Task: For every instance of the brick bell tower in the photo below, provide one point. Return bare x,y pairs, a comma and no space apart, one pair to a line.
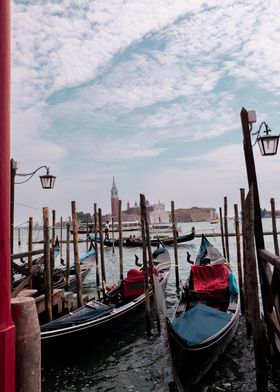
114,199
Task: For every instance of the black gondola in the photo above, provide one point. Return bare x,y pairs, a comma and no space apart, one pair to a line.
117,309
205,319
135,242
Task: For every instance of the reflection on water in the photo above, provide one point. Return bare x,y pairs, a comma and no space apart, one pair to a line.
132,362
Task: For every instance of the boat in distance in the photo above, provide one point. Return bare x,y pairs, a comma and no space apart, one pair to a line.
133,242
117,309
205,319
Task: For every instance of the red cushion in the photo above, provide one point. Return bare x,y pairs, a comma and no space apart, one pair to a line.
210,280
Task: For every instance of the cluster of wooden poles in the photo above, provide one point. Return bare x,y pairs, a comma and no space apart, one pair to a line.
258,277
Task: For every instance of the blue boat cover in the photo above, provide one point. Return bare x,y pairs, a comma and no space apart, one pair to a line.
233,288
200,323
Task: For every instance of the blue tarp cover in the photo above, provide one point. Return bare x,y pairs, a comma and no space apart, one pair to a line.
233,288
200,323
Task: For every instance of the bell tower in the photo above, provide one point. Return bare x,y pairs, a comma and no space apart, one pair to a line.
114,199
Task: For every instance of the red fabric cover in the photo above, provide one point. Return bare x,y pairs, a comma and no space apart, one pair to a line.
133,284
133,272
210,280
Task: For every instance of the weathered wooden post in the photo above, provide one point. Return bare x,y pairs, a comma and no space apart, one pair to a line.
252,292
47,265
120,239
61,238
222,231
53,228
246,298
87,237
96,247
67,255
226,228
175,246
103,274
30,245
258,228
113,235
76,255
274,226
145,267
239,265
151,266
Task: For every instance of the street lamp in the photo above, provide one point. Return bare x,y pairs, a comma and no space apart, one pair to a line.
47,182
268,144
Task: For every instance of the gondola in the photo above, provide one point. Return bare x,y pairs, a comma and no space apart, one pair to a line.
205,319
135,242
119,307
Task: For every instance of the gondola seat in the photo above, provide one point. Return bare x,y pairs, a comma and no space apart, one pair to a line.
210,281
133,284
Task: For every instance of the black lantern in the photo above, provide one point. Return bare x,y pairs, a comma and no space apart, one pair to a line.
268,144
47,181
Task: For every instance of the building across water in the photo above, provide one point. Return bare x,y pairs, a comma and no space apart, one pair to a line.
156,213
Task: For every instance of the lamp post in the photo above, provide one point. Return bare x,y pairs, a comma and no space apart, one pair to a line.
7,327
47,182
268,146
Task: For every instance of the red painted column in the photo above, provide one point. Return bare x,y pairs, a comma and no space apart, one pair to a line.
7,328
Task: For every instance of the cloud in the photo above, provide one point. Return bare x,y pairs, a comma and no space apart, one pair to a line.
107,87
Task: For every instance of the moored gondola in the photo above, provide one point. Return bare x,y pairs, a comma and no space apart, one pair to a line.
132,242
117,309
205,319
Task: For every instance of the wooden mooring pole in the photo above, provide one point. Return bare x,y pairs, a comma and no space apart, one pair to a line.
226,228
239,265
151,267
120,239
96,247
47,265
113,235
103,273
53,228
145,267
175,246
76,255
19,240
252,292
222,232
274,226
30,233
67,255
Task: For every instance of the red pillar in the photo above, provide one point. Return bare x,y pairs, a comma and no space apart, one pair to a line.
7,328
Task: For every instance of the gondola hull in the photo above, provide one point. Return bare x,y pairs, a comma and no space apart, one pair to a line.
154,242
205,319
101,318
190,364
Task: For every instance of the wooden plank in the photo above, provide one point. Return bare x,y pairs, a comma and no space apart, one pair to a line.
26,254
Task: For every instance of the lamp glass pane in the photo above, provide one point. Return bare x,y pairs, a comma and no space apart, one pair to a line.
47,181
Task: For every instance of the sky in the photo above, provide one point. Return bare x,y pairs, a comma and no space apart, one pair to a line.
148,91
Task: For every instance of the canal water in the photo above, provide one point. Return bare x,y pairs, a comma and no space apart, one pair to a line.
131,361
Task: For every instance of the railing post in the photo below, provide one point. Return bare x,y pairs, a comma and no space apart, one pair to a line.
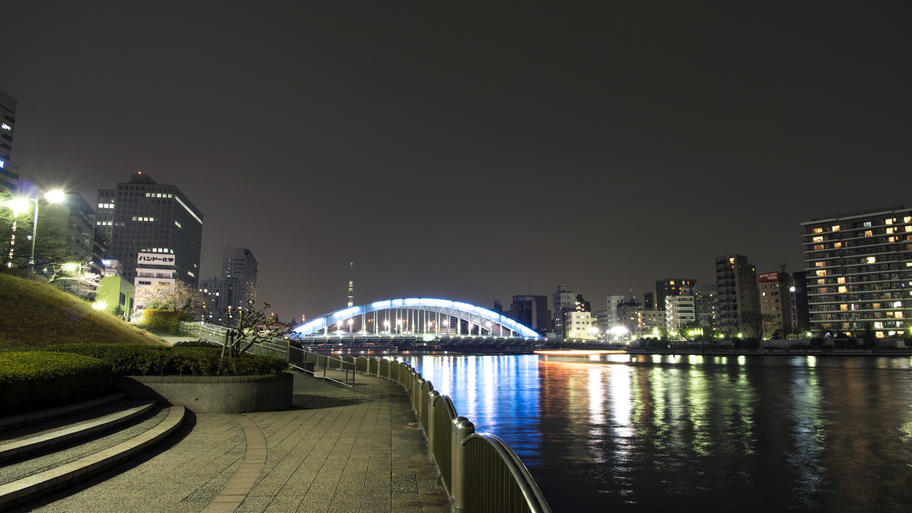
430,433
461,429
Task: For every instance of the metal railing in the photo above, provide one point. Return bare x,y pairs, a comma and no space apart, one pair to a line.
480,472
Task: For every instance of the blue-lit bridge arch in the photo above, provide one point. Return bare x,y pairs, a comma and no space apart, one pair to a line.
416,317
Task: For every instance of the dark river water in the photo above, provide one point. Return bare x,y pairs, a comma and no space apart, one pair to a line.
687,433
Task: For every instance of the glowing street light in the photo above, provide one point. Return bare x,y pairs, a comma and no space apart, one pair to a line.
18,205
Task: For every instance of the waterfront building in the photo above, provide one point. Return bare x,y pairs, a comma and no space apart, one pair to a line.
221,297
775,303
9,174
630,316
859,265
240,263
563,301
679,311
737,282
706,306
672,287
531,311
581,326
801,317
144,217
653,323
649,301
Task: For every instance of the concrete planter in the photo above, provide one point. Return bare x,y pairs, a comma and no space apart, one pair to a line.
213,394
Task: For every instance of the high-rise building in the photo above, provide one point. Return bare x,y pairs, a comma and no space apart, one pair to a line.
706,305
531,311
737,281
9,175
775,303
672,287
142,217
239,263
228,293
801,317
564,301
859,267
611,319
679,311
649,301
580,325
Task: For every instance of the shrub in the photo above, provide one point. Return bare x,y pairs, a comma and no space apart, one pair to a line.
164,320
34,380
161,361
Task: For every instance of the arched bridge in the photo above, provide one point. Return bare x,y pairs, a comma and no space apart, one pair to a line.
416,317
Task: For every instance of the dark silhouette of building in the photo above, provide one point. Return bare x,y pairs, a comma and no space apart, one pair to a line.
142,216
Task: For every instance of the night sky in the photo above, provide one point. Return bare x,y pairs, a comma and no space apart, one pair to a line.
473,151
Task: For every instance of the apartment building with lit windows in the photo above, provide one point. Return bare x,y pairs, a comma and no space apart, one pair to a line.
737,282
775,303
859,271
9,174
144,217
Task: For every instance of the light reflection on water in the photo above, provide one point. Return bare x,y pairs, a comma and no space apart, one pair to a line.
658,432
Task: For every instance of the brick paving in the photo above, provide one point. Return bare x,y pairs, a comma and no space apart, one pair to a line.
336,450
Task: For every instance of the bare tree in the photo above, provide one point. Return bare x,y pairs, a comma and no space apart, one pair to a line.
253,327
756,322
176,297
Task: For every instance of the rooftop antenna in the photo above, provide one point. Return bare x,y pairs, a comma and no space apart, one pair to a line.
351,285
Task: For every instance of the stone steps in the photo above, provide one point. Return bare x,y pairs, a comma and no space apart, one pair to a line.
41,452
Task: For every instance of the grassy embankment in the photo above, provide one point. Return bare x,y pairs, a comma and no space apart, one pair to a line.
35,315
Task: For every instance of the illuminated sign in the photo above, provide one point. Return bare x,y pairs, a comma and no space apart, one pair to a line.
155,259
765,277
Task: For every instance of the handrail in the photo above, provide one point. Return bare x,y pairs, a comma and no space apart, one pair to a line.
466,460
479,468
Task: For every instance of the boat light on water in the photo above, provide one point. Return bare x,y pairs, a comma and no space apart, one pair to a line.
578,352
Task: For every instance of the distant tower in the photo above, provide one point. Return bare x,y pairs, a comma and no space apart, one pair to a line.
351,285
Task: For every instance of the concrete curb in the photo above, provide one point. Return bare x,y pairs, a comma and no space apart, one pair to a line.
72,433
31,487
33,417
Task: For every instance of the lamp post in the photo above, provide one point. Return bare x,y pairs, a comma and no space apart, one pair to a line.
52,197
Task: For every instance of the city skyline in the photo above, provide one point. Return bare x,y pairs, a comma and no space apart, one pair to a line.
473,156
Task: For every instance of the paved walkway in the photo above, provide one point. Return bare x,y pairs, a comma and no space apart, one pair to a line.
335,451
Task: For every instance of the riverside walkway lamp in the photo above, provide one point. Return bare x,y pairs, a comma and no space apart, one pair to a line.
51,197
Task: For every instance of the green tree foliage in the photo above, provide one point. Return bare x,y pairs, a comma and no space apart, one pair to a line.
757,323
16,242
177,297
253,327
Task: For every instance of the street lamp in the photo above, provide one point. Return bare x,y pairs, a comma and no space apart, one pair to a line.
17,204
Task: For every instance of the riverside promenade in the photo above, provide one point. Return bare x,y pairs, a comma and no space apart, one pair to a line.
336,450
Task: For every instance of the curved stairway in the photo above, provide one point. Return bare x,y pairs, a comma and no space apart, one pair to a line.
48,450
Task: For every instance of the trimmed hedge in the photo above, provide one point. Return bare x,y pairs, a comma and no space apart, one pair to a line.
34,380
164,320
129,360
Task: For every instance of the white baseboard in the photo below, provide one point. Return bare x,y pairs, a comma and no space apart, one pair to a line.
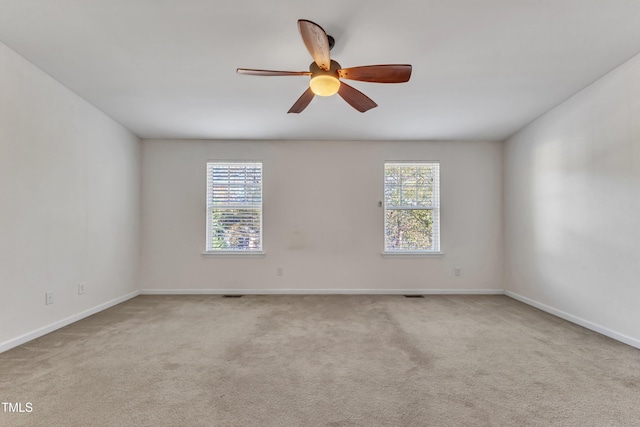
322,292
577,320
7,345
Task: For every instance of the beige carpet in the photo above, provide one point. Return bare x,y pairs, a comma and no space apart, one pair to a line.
322,361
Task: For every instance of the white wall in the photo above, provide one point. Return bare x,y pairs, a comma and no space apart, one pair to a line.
322,223
572,207
70,194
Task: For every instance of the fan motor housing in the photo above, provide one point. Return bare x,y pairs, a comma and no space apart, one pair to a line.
324,82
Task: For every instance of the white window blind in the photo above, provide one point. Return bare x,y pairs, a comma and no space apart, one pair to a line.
234,206
412,207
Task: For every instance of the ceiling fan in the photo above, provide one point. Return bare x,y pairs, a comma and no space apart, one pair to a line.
326,73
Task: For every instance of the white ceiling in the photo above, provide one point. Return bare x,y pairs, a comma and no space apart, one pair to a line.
482,69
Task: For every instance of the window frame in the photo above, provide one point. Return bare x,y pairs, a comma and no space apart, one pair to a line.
209,250
435,207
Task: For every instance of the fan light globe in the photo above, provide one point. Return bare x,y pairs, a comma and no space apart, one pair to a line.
324,85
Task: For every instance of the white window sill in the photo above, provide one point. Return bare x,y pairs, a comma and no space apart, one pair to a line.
238,254
397,254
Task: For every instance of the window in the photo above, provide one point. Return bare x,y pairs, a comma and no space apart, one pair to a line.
234,207
412,207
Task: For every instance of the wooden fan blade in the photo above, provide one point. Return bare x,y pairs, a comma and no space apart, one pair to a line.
316,41
252,72
302,102
388,73
355,98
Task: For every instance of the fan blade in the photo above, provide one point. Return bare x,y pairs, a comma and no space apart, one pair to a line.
302,102
389,73
316,41
252,72
355,98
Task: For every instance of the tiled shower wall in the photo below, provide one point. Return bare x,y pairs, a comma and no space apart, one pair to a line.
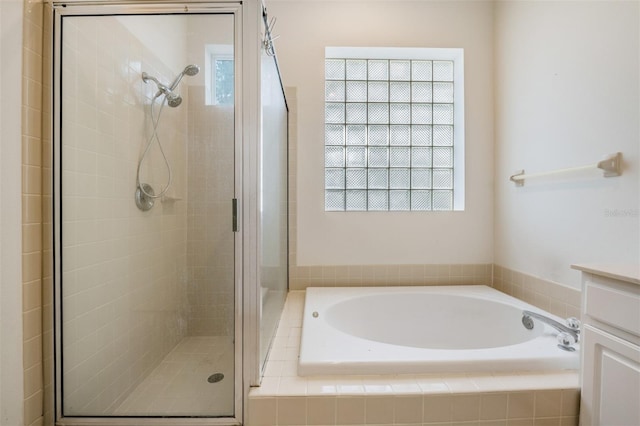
125,271
210,243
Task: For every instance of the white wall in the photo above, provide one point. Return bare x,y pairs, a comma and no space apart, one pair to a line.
338,238
567,93
11,385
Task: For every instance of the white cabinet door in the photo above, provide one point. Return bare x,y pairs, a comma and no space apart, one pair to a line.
611,383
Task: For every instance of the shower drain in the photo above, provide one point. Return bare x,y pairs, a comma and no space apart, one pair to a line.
215,378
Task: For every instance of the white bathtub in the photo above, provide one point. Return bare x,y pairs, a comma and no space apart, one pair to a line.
397,330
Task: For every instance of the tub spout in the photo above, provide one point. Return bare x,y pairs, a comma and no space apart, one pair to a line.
569,333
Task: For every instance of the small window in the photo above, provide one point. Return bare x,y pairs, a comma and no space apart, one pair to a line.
394,129
220,75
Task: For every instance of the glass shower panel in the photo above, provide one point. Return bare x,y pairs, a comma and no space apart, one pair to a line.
273,209
146,153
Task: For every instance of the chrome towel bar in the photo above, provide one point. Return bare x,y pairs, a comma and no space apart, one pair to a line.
610,166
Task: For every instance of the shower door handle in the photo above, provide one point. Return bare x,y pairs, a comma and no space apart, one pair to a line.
234,214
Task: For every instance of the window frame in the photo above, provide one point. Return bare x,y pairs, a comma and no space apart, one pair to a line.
214,53
455,55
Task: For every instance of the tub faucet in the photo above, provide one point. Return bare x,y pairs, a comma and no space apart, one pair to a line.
568,334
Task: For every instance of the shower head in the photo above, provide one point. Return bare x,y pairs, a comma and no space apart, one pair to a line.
173,99
191,70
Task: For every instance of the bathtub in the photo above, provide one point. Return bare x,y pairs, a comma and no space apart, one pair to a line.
402,330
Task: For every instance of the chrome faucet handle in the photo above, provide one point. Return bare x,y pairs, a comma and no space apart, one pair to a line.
566,342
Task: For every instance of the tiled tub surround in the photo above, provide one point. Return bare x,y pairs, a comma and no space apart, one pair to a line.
302,277
553,297
284,398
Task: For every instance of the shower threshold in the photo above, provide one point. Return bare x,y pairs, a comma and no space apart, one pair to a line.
181,386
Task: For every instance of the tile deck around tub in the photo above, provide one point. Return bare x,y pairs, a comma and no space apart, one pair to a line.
284,398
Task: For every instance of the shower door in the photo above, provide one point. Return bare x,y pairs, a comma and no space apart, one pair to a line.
145,147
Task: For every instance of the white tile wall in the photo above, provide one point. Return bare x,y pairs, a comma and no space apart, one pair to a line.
480,399
210,243
124,270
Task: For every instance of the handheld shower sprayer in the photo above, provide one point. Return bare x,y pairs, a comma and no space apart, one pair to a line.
145,195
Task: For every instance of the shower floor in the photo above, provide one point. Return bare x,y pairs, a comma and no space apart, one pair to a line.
178,386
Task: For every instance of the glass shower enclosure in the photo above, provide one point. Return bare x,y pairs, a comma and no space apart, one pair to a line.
148,193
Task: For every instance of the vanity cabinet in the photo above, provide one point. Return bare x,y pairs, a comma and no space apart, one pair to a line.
610,342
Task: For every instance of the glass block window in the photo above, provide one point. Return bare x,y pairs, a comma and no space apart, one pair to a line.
394,129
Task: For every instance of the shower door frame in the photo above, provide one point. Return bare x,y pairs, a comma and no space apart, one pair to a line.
242,139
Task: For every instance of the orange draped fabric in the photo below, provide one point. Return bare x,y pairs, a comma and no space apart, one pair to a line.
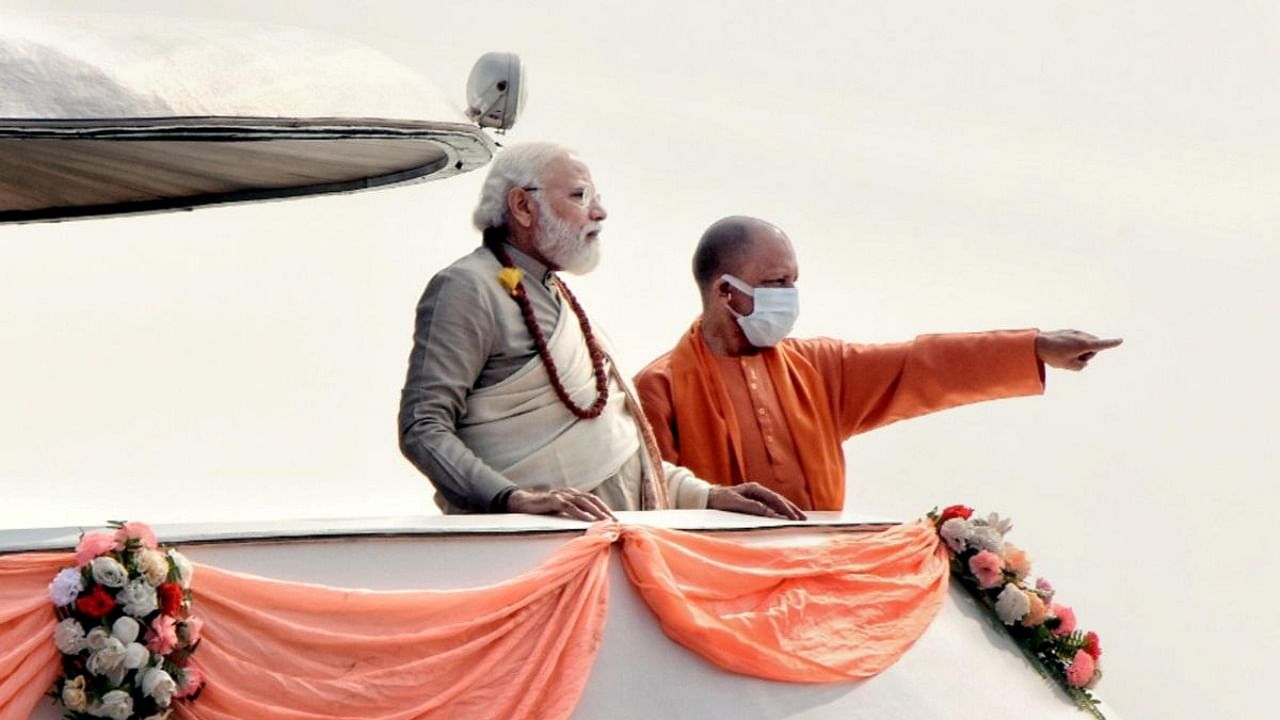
28,660
837,610
289,651
842,607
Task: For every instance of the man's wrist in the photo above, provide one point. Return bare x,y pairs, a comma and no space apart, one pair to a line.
499,501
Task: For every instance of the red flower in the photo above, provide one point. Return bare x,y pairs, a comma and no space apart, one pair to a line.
955,511
1091,645
96,604
170,597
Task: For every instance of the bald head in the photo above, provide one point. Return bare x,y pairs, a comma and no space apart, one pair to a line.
727,245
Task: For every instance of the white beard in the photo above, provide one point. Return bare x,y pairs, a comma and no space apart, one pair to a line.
570,251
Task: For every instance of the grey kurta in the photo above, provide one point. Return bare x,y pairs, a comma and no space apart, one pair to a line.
470,335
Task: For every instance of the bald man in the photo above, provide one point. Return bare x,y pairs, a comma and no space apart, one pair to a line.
739,401
511,402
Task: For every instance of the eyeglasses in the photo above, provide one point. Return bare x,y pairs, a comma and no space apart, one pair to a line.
583,196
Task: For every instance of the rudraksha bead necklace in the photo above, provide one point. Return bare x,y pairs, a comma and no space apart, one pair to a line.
593,346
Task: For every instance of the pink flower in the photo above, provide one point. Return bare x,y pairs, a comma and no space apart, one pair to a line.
163,636
1092,646
1065,619
94,545
1018,560
987,568
191,682
140,532
1080,670
1037,613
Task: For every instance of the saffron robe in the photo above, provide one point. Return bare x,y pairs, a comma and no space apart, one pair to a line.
821,391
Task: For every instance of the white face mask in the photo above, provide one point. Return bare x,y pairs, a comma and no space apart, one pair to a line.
775,314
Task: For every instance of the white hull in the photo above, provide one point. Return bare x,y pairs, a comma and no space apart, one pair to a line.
961,668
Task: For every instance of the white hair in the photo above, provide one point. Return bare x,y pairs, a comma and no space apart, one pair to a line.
519,165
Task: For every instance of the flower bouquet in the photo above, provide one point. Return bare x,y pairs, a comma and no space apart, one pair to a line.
126,629
996,573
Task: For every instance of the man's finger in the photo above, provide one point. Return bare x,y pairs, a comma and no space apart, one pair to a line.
749,506
570,509
599,506
778,504
590,505
1100,343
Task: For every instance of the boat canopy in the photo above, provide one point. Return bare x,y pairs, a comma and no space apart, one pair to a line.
106,115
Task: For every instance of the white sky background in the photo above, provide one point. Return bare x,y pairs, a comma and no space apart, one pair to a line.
940,167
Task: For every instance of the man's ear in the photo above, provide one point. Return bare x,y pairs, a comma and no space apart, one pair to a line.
723,290
520,205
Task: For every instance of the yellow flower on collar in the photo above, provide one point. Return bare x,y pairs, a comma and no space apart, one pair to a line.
510,278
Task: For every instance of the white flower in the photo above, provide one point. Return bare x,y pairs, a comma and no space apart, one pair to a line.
73,695
158,684
117,705
96,638
183,566
138,597
109,660
108,572
152,565
67,584
69,637
955,533
126,629
1011,605
987,538
1097,677
995,522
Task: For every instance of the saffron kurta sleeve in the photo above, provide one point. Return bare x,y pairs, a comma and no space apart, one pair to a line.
780,417
872,386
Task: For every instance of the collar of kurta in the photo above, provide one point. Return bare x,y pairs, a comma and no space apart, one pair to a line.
531,267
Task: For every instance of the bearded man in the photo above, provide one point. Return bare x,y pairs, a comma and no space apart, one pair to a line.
736,400
512,402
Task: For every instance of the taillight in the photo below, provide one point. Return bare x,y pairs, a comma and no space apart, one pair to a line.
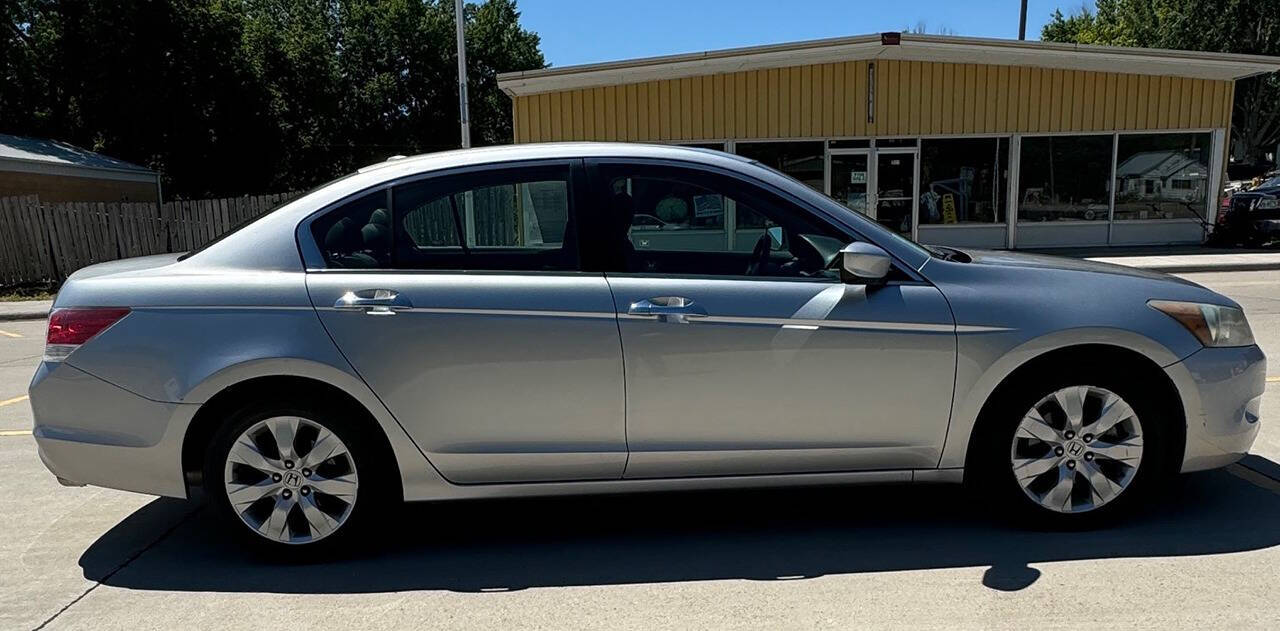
69,328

────────────────────────────────────────

Instruction
Reproduce the lines from the line with "Task: For every instance of the collar" through the last line of the entries exactly, including both ends and excluding pictures.

Reply
Task: For every instance of the collar of kurta in the photo above, provide one point. Return bare x,y pairs, a comma and no space apart, one pair to a line.
531,267
Task: For every instance of the bearded man in the photo above, provide one point. Return bare x,y pairs, a comma and no space apart, one pair to a line.
736,400
512,402
Task: For every instance of the taillight in the photo below, provide one point. Return bare x,y pairs, a comma and no space apart, one pair to a line.
69,328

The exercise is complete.